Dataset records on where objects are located

----

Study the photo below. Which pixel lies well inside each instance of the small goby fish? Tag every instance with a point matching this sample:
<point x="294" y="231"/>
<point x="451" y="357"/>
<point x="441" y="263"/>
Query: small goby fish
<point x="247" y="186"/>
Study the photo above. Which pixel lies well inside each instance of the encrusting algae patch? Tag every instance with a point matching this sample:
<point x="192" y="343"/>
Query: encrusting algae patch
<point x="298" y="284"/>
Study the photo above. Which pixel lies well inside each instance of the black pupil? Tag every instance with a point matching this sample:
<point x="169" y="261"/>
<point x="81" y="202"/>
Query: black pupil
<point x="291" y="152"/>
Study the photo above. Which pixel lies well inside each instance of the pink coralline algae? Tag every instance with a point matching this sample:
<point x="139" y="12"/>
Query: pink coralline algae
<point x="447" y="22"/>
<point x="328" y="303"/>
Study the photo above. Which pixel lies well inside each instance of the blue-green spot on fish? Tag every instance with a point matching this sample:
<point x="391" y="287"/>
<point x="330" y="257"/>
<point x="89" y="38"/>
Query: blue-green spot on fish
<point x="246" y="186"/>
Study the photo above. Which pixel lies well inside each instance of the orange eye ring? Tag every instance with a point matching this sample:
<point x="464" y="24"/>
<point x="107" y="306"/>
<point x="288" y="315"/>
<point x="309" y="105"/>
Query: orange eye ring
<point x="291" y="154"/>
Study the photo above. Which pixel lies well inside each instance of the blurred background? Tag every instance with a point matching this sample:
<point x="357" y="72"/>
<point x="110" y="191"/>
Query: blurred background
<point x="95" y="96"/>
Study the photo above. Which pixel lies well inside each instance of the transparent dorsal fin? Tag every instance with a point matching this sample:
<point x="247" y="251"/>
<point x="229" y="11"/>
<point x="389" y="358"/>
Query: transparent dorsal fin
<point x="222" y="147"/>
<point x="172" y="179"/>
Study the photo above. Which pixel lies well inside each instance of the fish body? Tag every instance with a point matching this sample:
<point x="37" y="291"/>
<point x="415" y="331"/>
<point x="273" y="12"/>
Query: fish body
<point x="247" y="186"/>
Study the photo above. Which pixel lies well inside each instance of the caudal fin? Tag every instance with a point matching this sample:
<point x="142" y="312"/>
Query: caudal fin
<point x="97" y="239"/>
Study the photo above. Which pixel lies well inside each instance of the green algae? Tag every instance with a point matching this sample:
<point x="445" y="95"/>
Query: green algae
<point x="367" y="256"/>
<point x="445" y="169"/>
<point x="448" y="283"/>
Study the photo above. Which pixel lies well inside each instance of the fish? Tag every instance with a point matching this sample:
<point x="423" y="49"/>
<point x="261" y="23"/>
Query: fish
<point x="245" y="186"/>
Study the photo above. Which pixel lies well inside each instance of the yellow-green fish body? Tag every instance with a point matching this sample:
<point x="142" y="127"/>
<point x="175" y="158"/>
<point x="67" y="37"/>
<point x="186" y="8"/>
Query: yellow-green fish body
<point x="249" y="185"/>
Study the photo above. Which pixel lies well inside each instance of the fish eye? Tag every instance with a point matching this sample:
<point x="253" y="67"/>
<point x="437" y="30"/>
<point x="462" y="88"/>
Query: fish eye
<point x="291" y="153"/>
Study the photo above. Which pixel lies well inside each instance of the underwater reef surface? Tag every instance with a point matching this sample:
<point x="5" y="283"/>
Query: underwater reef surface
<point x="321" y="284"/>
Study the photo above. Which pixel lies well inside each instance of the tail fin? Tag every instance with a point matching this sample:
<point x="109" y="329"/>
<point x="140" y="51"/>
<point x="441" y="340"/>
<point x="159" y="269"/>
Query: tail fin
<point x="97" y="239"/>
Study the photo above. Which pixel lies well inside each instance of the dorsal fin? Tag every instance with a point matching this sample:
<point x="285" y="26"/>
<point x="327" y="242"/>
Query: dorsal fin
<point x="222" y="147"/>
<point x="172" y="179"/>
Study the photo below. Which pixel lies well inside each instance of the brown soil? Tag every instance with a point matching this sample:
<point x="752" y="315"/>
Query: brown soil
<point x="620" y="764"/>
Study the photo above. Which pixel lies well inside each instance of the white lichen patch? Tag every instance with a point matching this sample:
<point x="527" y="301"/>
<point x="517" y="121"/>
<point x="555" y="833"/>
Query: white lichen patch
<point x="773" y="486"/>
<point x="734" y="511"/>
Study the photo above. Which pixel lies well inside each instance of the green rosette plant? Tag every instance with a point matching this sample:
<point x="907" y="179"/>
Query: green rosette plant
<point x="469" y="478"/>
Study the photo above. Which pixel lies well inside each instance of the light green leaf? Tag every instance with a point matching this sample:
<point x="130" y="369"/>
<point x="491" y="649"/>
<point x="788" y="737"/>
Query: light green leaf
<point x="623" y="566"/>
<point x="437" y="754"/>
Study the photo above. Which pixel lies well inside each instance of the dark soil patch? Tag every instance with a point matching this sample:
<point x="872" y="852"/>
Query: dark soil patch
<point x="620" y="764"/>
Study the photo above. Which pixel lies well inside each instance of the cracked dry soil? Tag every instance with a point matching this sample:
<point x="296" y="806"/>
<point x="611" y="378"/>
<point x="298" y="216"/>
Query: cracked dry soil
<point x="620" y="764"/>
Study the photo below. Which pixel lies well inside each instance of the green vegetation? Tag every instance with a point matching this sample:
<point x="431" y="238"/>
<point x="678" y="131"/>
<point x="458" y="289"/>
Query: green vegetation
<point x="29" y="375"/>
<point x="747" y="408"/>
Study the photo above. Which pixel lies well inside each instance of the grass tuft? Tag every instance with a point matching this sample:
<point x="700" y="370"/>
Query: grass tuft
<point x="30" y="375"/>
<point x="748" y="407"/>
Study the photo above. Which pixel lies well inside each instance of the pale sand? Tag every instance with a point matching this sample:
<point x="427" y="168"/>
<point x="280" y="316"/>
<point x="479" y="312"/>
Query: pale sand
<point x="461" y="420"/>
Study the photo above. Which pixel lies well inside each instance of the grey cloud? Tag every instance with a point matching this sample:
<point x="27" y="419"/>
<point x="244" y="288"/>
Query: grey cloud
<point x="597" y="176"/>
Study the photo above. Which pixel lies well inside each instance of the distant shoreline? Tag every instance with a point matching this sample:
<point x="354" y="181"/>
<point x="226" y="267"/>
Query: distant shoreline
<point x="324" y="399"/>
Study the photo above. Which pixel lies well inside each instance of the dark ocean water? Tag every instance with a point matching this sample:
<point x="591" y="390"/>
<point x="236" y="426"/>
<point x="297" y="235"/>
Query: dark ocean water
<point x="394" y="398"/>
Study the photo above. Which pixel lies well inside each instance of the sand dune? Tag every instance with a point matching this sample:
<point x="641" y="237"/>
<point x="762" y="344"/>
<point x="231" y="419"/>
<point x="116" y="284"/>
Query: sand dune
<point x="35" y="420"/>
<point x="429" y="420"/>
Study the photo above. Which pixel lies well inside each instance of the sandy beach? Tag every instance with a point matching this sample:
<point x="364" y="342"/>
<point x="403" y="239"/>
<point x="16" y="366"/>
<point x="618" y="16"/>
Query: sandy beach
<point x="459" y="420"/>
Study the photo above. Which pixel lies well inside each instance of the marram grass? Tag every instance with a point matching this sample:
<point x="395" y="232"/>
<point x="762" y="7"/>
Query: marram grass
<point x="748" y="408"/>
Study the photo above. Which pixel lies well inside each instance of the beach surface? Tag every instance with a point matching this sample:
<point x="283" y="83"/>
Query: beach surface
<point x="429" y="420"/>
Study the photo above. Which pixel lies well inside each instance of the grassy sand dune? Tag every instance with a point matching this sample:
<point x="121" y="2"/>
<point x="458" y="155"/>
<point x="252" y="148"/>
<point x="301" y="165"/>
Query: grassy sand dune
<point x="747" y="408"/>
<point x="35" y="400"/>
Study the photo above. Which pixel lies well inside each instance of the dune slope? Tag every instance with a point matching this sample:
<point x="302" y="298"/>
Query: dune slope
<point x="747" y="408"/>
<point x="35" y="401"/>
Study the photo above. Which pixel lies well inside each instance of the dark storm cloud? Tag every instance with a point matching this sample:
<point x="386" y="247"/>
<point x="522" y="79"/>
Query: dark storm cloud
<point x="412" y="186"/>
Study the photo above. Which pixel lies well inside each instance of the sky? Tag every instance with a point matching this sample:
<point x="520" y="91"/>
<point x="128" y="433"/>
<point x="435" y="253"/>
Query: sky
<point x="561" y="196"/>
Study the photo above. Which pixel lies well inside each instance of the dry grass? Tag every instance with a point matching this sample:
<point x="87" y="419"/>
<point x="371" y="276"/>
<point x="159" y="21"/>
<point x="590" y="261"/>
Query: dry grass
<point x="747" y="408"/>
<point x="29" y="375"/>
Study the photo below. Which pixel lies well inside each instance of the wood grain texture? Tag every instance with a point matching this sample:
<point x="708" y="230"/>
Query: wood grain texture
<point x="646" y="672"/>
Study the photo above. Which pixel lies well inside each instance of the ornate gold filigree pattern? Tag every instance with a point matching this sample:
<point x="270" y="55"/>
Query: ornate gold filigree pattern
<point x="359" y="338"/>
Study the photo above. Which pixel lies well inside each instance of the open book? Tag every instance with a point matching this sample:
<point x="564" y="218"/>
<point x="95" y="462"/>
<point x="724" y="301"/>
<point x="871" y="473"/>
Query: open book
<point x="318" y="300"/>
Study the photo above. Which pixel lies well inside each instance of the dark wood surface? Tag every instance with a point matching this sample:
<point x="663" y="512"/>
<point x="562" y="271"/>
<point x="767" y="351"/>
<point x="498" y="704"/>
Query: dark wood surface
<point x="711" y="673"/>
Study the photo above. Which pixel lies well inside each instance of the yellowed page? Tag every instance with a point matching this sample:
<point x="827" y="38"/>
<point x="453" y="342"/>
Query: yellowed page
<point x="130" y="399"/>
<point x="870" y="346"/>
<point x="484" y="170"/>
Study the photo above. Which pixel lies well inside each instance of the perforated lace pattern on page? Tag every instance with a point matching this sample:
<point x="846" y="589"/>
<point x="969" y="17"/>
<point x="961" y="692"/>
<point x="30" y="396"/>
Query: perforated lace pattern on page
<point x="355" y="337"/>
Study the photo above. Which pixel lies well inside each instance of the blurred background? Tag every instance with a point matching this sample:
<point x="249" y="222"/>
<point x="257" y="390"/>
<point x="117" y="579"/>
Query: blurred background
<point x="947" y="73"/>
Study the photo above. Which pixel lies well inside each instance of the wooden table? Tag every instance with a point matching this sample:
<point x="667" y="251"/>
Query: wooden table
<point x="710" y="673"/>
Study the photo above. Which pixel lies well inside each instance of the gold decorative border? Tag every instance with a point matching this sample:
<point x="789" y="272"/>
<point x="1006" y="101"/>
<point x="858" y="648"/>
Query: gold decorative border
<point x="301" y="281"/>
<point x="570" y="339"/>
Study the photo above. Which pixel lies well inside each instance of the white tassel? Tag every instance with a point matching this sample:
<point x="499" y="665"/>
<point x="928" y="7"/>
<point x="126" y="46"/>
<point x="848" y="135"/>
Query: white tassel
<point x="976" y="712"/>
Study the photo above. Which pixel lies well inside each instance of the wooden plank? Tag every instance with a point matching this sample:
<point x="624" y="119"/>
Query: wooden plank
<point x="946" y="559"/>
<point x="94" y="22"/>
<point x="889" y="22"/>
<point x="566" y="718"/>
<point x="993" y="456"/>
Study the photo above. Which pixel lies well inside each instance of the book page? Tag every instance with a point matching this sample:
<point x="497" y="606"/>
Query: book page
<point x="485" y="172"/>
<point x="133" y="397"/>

----

WHAT THE EXERCISE ASKS —
Copy the lines that begin at the line containing "the wooden table?" and run through the end of the records, keeping the requests as they are. Shift every coordinate in the answers up by 138, and leave the numbers in the requests and their format samples unchanged.

WRITTEN ANSWER —
Study the photo above. Which pixel lies well inside each instance of the wooden table? Tag every instance with a point matching this sample:
<point x="667" y="251"/>
Query: wooden table
<point x="848" y="811"/>
Study the photo above. Which pixel lies well inside each instance of the gold decorative border? Tag every instance with a point matching this sample:
<point x="789" y="272"/>
<point x="1006" y="101"/>
<point x="858" y="648"/>
Query: gold decorative border
<point x="439" y="419"/>
<point x="708" y="477"/>
Study the photo above. Which pixel lies well inside each instance of the white tassel? Tag every instance with a point matching this sample:
<point x="499" y="665"/>
<point x="928" y="7"/>
<point x="126" y="46"/>
<point x="848" y="135"/>
Query: white tassel
<point x="1114" y="850"/>
Study the photo above. Which pixel lies well inside each instance of the wooden plank? Tag every instance with a point matching this sample:
<point x="624" y="119"/>
Query: wooden plank
<point x="1084" y="697"/>
<point x="232" y="160"/>
<point x="1027" y="160"/>
<point x="704" y="856"/>
<point x="1131" y="594"/>
Study the photo above. Which pixel lies well inside each instance of the book page? Tag every instance with a point matching this sample:
<point x="497" y="606"/>
Query: book page
<point x="623" y="310"/>
<point x="271" y="535"/>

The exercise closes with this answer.